Avant que la première saison de Deuxième chance n'entre en ondes, l'année dernière, l'équipe de production avait reçu une centaine d'inscriptions. Des appels à tous avaient dû être lancés afin de trouver des participants et des histoires intéressantes à transposer à l'écran.

Pour les nouveaux épisodes, qui commencent samedi le 13 janvier à Radio-Canada, ç'a été complètement différent. 600 candidatures ont été reçues par la mini-troupe (d'une vingtaine de personnes au maximum, incluant deux recherchistes et quatre réalisateurs, trois caméramans et deux preneurs de son en alternance) qui orchestre l'ambitieuse entreprise qu'est Deuxième chance. Des demandes et des propositions continuent d'affluer via le site web de l'émission et dans les boîtes courriel des animateurs, Marina Orsini et Patrick Lagacé.

Contenu des données:
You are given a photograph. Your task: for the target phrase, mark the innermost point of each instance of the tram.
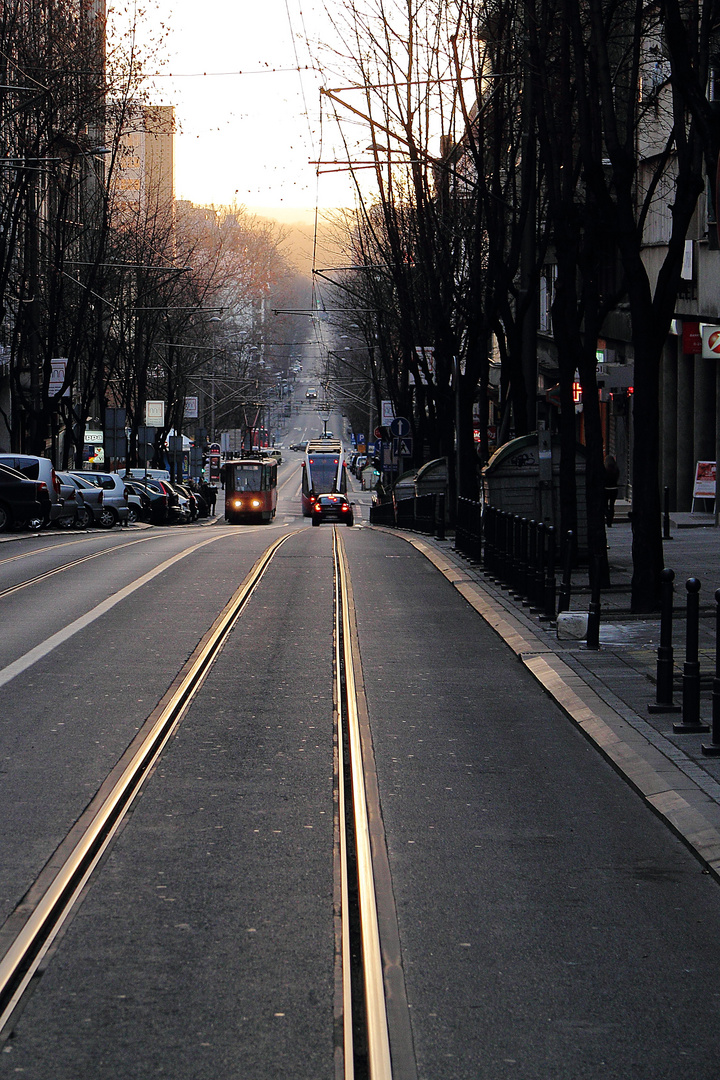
(250, 489)
(323, 471)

Tâches et exercices:
a) D'après l'extrait sur Deuxième chance, combien de candidatures ont été reçues pour les nouveaux épisodes ?
b) Réécrivez un passage de l'extrait sur Deuxième chance en commençant aux mots « Pour les nouveaux » et en vous arrêtant après les mots « et Patrick Lagacé. ». Remplacez « ambitieuse » par « audacieuse ».
c) Traduisez en anglais cette phrase de l'extrait sur Deuxième chance : « Des demandes et des propositions continuent d'affluer via le site web de l'émission et dans les boîtes courriel des animateurs, Marina Orsini et Patrick Lagacé. »

Liste des réponses:
a) 600 candidatures ont été reçues.

b)
Pour les nouveaux épisodes, qui commencent samedi le 13 janvier à Radio-Canada, ç'a été complètement différent. 600 candidatures ont été reçues par la mini-troupe (d'une vingtaine de personnes au maximum, incluant deux recherchistes et quatre réalisateurs, trois caméramans et deux preneurs de son en alternance) qui orchestre l'audacieuse entreprise qu'est Deuxième chance. Des demandes et des propositions continuent d'affluer via le site web de l'émission et dans les boîtes courriel des animateurs, Marina Orsini et Patrick Lagacé.

c) Requests and proposals keep pouring in through the show's website and into the email inboxes of the hosts, Marina Orsini and Patrick Lagacé.